**Text excerpt**

Alyx wants to be Friends with Facebook on Facebook

Facebook is messy; this probably will be too.

I initially signed up for Livejournal because Spike was there, and I loooooove Spike. And it was Keff who encouraged both Kelly and I to get Facebook pages.

I looooove Keff. So you see the trend here.

I decided, at the time, that the page should be a public space. So it has remained. Anyone can friend me and will stay that way unless they spam, flood or set off my Creep Alert. And if it ain’t fit for the whole Interwebs to hear, I don’t say it there. (This has become my policy, speaking very generally, about posting anything, for reasons that should be obvious. But in case they’re not, heeeere’s Scalzi!)

What I put into Facebook is largely generated elsewhere. Status updates, often in the form of Tweets. Pictures from Instagram and Flickr. Lately, pins from Pinterest. Notes that are links to blog entries. I also answer any e-mails that come to me there.

**Given records**

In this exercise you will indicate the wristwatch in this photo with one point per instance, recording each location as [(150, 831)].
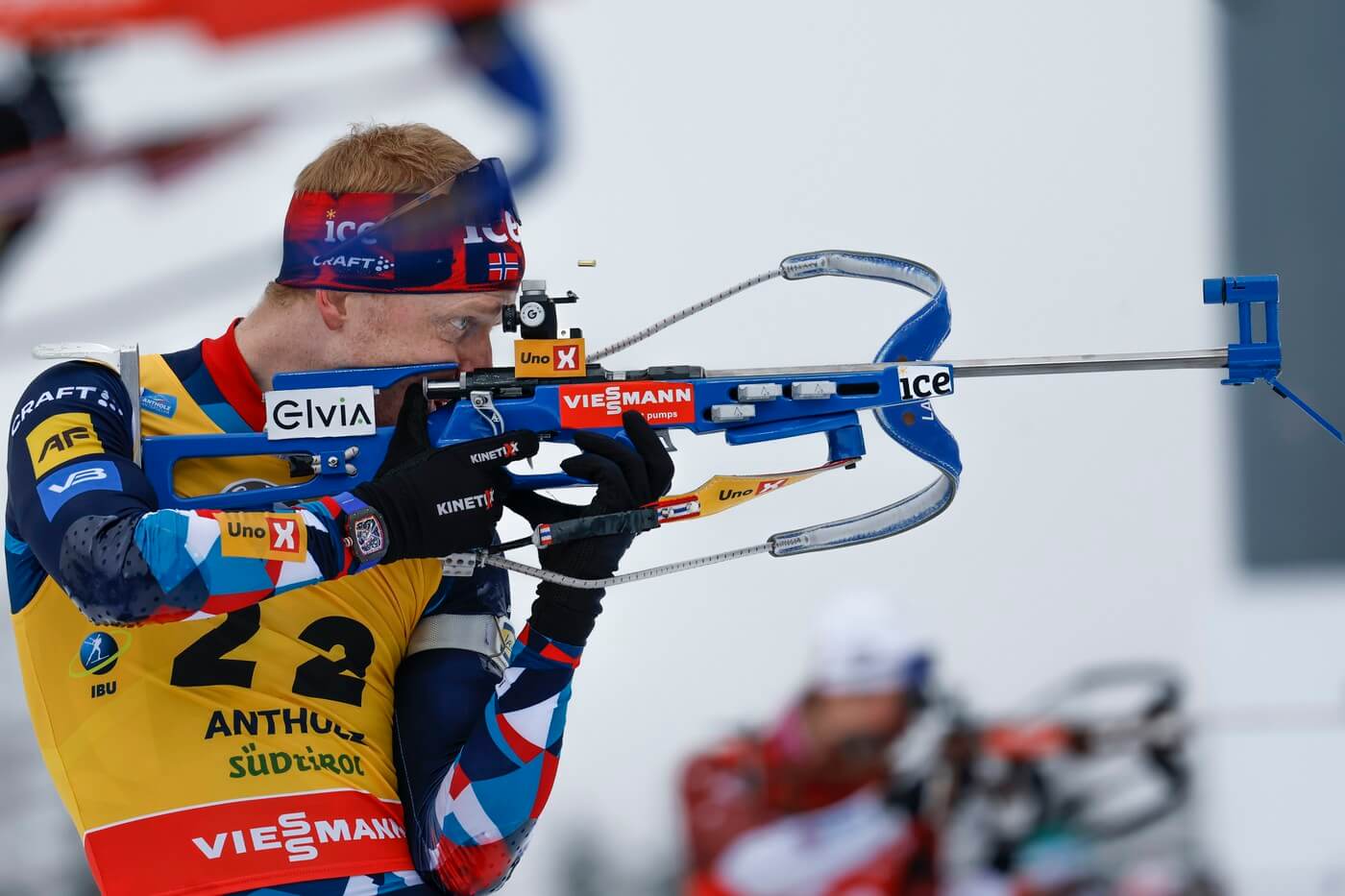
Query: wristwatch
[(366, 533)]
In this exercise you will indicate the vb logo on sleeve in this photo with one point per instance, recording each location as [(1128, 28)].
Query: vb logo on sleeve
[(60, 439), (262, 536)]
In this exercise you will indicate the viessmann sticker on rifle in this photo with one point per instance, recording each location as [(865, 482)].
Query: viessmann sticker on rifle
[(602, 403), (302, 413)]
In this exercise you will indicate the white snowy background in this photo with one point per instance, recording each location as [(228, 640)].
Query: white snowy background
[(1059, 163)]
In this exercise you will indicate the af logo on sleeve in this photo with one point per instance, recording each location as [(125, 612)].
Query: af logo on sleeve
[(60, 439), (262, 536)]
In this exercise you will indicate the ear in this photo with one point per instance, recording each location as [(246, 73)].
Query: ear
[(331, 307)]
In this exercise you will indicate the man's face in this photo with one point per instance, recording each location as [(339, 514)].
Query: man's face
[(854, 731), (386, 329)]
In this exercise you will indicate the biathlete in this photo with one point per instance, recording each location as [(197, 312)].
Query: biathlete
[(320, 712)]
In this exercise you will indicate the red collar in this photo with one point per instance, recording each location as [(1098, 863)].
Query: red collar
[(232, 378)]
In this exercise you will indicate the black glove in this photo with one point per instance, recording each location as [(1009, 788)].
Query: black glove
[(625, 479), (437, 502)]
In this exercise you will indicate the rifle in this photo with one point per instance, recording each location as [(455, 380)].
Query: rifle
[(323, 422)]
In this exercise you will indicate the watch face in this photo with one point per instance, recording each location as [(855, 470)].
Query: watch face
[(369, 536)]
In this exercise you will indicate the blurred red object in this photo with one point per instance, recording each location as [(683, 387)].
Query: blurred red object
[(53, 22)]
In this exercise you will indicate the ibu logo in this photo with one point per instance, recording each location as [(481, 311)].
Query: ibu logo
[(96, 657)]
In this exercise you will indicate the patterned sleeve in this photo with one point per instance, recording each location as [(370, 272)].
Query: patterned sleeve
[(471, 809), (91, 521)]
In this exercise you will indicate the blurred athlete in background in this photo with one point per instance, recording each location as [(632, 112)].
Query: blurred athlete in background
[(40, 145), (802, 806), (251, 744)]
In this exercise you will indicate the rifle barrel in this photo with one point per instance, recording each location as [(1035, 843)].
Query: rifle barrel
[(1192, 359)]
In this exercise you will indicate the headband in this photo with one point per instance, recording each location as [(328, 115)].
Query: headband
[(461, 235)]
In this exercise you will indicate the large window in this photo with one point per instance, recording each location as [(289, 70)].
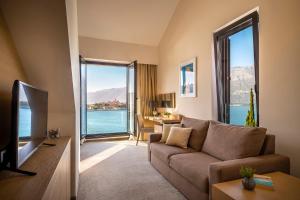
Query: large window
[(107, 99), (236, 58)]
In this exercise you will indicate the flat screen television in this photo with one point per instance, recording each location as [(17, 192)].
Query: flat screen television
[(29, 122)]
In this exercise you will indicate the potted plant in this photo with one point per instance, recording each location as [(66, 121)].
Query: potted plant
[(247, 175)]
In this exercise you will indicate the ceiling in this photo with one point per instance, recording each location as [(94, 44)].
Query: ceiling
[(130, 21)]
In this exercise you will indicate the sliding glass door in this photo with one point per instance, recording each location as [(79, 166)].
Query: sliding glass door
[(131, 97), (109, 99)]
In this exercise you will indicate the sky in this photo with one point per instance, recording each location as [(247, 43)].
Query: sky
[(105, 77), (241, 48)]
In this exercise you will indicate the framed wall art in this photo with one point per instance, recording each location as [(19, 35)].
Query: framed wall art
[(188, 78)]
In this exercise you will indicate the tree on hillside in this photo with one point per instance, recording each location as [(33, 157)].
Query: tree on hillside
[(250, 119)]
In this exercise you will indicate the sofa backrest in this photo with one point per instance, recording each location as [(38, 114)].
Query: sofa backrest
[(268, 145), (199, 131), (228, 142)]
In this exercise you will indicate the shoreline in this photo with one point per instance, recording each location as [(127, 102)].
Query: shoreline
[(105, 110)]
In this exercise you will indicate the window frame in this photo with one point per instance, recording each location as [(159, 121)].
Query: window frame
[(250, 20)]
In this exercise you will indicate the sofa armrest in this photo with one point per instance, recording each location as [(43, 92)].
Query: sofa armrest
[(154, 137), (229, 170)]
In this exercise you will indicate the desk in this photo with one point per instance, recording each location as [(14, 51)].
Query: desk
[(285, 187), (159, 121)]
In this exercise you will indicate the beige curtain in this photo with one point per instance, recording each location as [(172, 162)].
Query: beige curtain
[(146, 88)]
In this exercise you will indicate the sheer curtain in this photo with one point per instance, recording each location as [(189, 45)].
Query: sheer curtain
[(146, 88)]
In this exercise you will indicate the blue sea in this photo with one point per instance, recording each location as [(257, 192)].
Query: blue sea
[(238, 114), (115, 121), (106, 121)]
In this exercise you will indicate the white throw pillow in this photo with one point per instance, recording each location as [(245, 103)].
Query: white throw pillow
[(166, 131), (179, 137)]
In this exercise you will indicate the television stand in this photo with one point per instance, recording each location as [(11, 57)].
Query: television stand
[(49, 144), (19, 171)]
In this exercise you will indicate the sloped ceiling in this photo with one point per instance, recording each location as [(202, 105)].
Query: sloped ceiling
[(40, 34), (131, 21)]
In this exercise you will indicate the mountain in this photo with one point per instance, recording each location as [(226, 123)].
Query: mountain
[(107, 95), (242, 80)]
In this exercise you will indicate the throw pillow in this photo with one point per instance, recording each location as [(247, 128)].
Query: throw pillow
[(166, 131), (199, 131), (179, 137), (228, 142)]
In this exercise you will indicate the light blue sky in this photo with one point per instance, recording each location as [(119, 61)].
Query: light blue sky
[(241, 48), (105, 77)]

==

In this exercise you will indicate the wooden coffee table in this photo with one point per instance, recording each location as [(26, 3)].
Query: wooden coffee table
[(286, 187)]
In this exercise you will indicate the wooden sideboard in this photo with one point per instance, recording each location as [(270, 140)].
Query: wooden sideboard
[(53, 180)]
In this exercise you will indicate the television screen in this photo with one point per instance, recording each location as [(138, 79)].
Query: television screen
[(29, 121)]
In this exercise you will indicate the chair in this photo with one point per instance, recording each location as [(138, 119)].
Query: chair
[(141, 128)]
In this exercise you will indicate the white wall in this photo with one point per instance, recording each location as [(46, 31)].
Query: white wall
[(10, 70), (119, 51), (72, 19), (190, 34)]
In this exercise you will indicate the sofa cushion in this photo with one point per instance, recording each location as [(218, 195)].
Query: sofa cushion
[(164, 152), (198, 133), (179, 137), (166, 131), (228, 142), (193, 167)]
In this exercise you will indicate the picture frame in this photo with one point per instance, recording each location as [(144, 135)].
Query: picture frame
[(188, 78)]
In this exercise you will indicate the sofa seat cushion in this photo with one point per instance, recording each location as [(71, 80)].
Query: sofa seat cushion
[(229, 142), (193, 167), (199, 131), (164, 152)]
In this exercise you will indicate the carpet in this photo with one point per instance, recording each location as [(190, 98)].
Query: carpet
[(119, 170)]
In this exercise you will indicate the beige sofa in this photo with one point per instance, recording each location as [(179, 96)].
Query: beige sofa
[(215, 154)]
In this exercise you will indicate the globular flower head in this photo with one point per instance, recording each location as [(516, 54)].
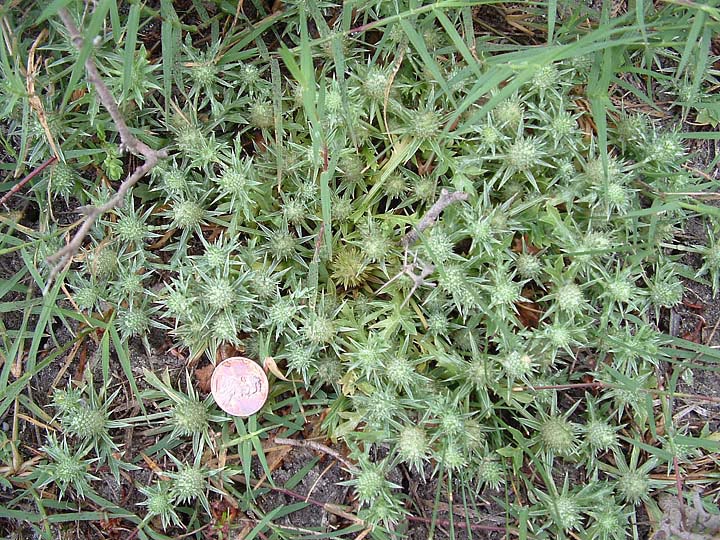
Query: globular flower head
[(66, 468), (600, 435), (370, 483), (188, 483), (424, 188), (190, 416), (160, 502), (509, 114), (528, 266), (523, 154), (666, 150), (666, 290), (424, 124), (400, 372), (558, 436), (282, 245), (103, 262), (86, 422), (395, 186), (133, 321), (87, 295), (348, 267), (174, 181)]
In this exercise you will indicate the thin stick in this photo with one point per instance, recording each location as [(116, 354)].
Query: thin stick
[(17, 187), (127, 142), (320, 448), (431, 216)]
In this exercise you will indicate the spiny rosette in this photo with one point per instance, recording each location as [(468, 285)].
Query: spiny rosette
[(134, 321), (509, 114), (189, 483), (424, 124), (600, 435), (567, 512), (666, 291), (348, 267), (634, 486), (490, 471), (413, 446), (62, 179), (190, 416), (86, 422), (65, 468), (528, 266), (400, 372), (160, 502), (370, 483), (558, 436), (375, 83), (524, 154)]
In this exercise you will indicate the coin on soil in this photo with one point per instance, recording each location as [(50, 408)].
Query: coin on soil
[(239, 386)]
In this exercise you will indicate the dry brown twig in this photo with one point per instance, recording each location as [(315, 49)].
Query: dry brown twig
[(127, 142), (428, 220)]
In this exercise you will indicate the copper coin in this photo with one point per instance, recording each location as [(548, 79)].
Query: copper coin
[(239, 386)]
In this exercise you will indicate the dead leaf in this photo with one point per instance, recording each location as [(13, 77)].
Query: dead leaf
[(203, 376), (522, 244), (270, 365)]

**Exercises to complete**
[1] In the post about Facebook, replace "blog entries" with "journal posts" in the passage between "What I put into" and "to me there.", inclusive, and write that passage out again.
[2] Write out the rows between the lines holding "In this exercise you will indicate the wooden sideboard" and "[(229, 142), (193, 167), (199, 131), (164, 152)]", inclusive.

**Results by task**
[1]
What I put into Facebook is largely generated elsewhere. Status updates, often in the form of Tweets. Pictures from Instagram and Flickr. Lately, pins from Pinterest. Notes that are links to journal posts. I also answer any e-mails that come to me there.

[2]
In this exercise you will indicate the wooden sideboard in this photo with one point per instance, recording each location as [(270, 140)].
Query: wooden sideboard
[(53, 180)]
In this exercise you will indicate the television screen in this photo with one point per instance, recording each location as [(138, 79)].
Query: television screen
[(29, 121)]
In this exercise you will indicate the chair in this photo with one point per instance, recording each location as [(138, 119)].
Query: chair
[(141, 128)]
In this exercise you will indicate the white wall in this photo with one point per instance, recording each location as [(46, 31)].
Query: white wall
[(10, 70), (119, 51), (72, 19), (190, 34)]
In this exercise you will indicate the sofa cushion in this photo with one point per instance, recording each location as [(218, 195)].
Query: sofa cushion
[(164, 152), (198, 133), (179, 137), (166, 131), (228, 142), (193, 167)]
In this exercise you will indicate the picture frame in this photo with one point per instance, recording each location as [(144, 135)].
Query: picture frame
[(188, 78)]
In this exercise you will indicate the sofa seat cushion in this photo with one point per instance, recording each location as [(71, 80)].
Query: sofa seat cushion
[(229, 142), (193, 167), (199, 131), (164, 152)]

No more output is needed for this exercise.